PASSAGE PROVIDED
A Phase Ungoliant is fully capable of striking any creature that warps to and fro from the ethereal plane in a quick shimmer. Their poison destabilizes their matter and sends them frequently between their, and the material planes of existence. As a Phase Ungoliant is often Ethereal, this means that it can attack said blinking creature while it warps, but the creature has 20% concealment towards it.
Another issue of this spell is the difficulty of both escaping, and saving said person. The poison, however, is supernatural, and the blink cannot be dispelled via Dispel magic. Any spell that might heal the poison, however, takes into account the dispel concealment, as below in the spoiler.
School transmutation; Level bard 3, sorcerer/wizard 3
Casting Time 1 standard action
Components V, S
Range personal
Target you
Duration 1 round/level (D)
You “blink” quickly back and forth between the Material Plane and the Ethereal Plane and look as though you're winking in and out of reality at random. Blink has several effects, as follows.
Physical attacks against you have a 50% miss chance, and the Blind-Fight feat doesn't help opponents, since you're ethereal and not merely invisible. If the attack is capable of striking ethereal creatures, the miss chance is only 20% (for concealment).
If the attacker can see invisible creatures, the miss chance is also only 20%. (For an attacker who can both see and strike ethereal creatures, there is no miss chance.) Likewise, your own attacks have a 20% miss chance, since you sometimes go ethereal just as you are about to strike.
Any individually targeted spell has a 50% chance to fail against you while you're blinking unless your attacker can target invisible, ethereal creatures. Your own spells have a 20% chance to activate just as you go ethereal, in which case they typically do not affect the Material Plane (but they might affect targets on the Ethereal Plane).
While blinking, you take only half damage from area attacks (but full damage from those that extend onto the Ethereal Plane). Although you are only partially visible, you are not considered invisible and targets retain their Dexterity bonus to AC against your attacks. You do receive a +2 bonus on attack rolls made against enemies that cannot see invisible creatures.
You take only half damage from falling, since you fall only while you are material.

LISTED ENTRIES
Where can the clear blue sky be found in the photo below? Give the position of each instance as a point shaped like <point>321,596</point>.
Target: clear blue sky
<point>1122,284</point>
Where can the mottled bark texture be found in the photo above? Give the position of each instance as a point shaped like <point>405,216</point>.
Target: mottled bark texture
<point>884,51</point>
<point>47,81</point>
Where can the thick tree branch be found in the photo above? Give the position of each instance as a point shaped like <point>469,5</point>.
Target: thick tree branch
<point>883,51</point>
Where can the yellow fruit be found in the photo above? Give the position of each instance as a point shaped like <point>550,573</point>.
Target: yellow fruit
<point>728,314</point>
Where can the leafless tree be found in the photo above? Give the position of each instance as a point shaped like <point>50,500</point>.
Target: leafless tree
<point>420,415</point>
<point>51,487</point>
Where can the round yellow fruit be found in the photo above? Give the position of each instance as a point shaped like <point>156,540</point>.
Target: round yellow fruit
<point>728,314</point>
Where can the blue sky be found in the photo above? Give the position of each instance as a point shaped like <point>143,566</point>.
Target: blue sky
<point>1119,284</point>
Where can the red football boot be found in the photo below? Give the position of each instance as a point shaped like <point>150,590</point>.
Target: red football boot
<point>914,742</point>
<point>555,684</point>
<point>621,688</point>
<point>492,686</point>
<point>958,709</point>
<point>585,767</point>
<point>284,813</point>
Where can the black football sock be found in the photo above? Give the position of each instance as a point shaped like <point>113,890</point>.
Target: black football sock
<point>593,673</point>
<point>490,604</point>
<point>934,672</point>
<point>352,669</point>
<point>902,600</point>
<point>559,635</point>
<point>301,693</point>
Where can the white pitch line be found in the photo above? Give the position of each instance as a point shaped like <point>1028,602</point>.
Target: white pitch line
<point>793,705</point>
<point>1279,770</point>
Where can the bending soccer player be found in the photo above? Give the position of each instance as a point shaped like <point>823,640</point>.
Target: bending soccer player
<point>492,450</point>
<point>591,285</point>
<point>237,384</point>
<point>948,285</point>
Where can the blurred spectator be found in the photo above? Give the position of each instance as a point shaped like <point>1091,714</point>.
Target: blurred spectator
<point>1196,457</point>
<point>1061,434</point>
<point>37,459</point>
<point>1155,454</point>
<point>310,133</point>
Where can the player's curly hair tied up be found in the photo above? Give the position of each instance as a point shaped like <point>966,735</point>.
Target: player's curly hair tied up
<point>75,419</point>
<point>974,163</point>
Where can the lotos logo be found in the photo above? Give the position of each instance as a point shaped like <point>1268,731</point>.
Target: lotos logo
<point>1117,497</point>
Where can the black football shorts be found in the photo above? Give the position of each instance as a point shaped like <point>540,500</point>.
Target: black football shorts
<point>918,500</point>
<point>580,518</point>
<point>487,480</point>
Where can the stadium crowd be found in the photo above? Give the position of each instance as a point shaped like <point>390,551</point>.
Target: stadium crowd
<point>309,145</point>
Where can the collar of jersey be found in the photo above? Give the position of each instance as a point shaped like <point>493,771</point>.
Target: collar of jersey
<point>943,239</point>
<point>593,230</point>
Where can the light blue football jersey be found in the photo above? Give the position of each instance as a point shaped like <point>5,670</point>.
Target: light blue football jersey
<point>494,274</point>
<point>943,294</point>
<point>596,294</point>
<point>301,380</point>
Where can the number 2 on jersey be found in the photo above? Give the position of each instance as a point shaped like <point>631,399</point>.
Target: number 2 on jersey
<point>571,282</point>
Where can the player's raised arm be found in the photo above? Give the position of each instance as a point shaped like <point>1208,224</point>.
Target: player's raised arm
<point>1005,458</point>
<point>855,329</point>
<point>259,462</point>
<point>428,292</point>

ACTIONS TO TAKE
1/ Summarize the Phase Ungoliant passage in two sentences.
2/ Repeat the Phase Ungoliant passage word for word, starting at "School transmutation; Level" and ending at "effects, as follows.".
The data plays no part in this.

COMPLETED EXERCISE
1/ A Phase Ungoliant's poison sends creatures repeatedly between the Material and Ethereal Planes, and because the Ungoliant is often ethereal it can attack such a creature while it warps, though the creature has 20% concealment against it. The blink spell described is a 3rd-level transmutation that gives physical attacks against the caster a 50% miss chance and individually targeted spells a 50% chance to fail, in most cases, while giving the caster's own attacks a 20% miss chance and halving damage from area attacks and falling.

2/
School transmutation; Level bard 3, sorcerer/wizard 3
Casting Time 1 standard action
Components V, S
Range personal
Target you
Duration 1 round/level (D)
You “blink” quickly back and forth between the Material Plane and the Ethereal Plane and look as though you're winking in and out of reality at random. Blink has several effects, as follows.